## Предоставленный отрывок

================

Мы. пытались найти еще одного человека, чтобы сопровождать нас, но это оказалось трудной задачей: никто особенно не стремился совершить это путешествие, тем более вместе с европейцем. Наконец в одной из деревень мы нашли двух мужчин, которые согласились пойти с нами за плату в триста франков каждому. Мы договорились встретиться утром 29 июня.
На рассвете мы вчетвером стояли на дороге у опушки леса и раскладывали нашу поклажу, деля ее по весу, поровну между собой. Клочья тумана ползли по земле, где-то вдали петух возвещал наступление дня. Я захватил минимум снаряжения - гамак, спальный мешок, фотоаппарат, бинокль, небольшую кастрюлю, ложку, зубную щетку и продовольствия на шесть дней. Бакире, худой, мускулистый малый, на лице которого, заросшем густой бородой, часто играла улыбка, завернул в одеяло свою поклажу, состоящую из риса, бананов и смены белья. Он срезал своим мачете молодое растение, содрал зубами кору и связал ею одеяло. Мтвари нес небольшой чемодан, в котором были его обувь, одежда и другие вещи. Сумайли нес свое снаряжение и часть моего, завернув все в кусок материи.
Идя гуськом, мы вступили в темный, влажный мир тропического дождевого леса. Черные стволы гигантских деревьев выглядели очень эффектно в дымке утреннего тумана. Наши голоса слишком грубо нарушали беспредельную тишину леса, и вскоре мы умолкли. На уровне земли растительность сравнительно не густая, и мы свободно шли между деревьями по ковру влажной листвы. Дождевой лес низинных районов весьма напоминает горную гилею, но в нем деревья выше и чаще встречаются гигантские свисающие петли лиан. Первые лучи утреннего солнца вдруг наполнили лес мягким красноватым светом. Мы шагали по этим странно молчаливым джунглям, где слышалось только кап-кап-кап росы, скатывающейся с листвы, да изредка доносился неуверенный голос птицы. Один раз стайка обезьян рыжих гверец (Рыжие гверецы, виденные Шаллером, относятся, вероятно, к виду Colobus rufomitratus Peters 1879. Теперь гверецы подобных рыжих, желтых и бурых расцветок нередко объединяются в обобщенный, или полиморфный, вид под названием «красновато-рыжие толстотелы» (Colobus badius Kerr 1792).) пронеслась высоко над нами, видны были лишь качающиеся ветви да неясные очертания этих длиннохвостых созданий.

================

## Задание A
Назовите по именам всех спутников рассказчика, упомянутых в отрывке о переходе через тропический лес.
## Задание B
Продолжите отрывок о переходе через тропический лес, начиная сразу после его последнего предложения.

## Извлеченные данные
================

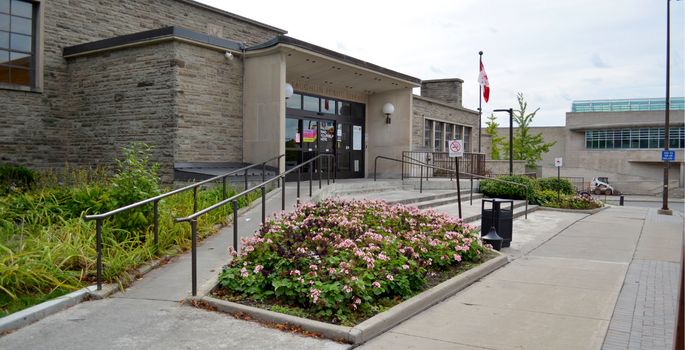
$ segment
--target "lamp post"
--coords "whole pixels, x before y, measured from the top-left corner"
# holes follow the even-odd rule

================

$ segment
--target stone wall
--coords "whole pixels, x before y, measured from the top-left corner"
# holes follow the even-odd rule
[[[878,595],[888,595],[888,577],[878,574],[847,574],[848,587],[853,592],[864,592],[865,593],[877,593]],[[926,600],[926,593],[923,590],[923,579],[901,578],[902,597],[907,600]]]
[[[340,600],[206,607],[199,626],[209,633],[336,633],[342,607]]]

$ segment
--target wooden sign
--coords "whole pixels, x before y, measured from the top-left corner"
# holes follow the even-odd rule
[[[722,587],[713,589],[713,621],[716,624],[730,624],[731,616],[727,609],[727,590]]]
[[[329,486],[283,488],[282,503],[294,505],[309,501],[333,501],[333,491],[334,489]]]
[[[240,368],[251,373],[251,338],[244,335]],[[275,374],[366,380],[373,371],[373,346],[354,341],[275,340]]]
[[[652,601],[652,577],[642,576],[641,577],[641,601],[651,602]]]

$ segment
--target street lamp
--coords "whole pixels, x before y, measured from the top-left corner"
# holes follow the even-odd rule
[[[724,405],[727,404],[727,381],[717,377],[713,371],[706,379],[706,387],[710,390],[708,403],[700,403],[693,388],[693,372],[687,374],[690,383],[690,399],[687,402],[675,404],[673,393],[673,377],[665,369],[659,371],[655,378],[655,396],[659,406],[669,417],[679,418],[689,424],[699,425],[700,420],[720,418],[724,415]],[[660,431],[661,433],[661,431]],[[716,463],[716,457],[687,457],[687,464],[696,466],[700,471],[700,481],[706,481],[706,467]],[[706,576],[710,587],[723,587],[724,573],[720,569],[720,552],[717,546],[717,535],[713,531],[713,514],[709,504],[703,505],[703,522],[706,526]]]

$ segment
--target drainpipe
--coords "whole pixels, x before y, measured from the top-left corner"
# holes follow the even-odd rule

================

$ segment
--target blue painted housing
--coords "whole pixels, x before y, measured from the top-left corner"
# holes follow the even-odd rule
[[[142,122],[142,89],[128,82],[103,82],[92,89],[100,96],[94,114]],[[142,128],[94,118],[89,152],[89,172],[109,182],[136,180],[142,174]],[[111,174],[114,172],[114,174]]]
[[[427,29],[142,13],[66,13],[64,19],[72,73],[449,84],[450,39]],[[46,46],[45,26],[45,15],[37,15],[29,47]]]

================

## Ответ A
Бакире, Мтвари, Сумайли

## Ответ B
Мы продвигались на юг, иногда вдоль еле заметной тропы, иногда прямо по лесу, через холмы и долины, много раз пересекая безымянные ручейки, а когда заросли вдоль берегов становились уж очень густыми, шли прямо посредине ручья. Наши следы смешивались со следами буйволов, изредка слонов. Однажды встретились отпечатки копыт бонго - редкой и красивой лесной антилопы; у нее по светло-коричневой шерсти идут вертикальные белые полосы. Однако животные в лесу почти неуловимы, и мы не видели ни одного из этих крупных зверей. Утренняя прохлада сменилась полуденной жарой. Воздух был влажный и неподвижный. На моих спутниках были только шорты, и их тела лоснились от пота.
Мы сделали короткий привал, и африканцы съели свой полдник, состоящий из вареного риса. Они запускали пальцы в общий котел, скатывали рис в комок и отправляли в рот. Вначале мне никак не удавалось сесть за еду вместе с ними, потому что они еще раз ели во второй половине дня и затем вечером. Потом я приспособился к их часам еды и только завтрак съедал в одиночестве, на рассвете.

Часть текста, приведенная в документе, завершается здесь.